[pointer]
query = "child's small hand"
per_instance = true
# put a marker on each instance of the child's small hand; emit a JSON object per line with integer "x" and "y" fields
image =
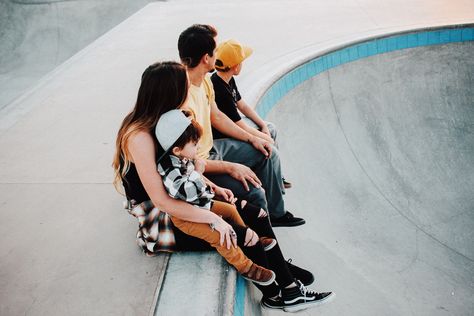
{"x": 225, "y": 194}
{"x": 200, "y": 165}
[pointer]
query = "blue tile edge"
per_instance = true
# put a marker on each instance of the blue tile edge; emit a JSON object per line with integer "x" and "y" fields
{"x": 355, "y": 52}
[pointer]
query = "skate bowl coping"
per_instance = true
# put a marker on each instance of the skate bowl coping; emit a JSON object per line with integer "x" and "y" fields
-------------------------
WORK INSTRUCTION: Every line of the listing that includes the word "skate" forms the answer.

REPLY TO THE TASK:
query = "skate bowl coping"
# put a marker on each instance of the skate bowl coping; emit a JSON object per line with integer "x" and "y" fields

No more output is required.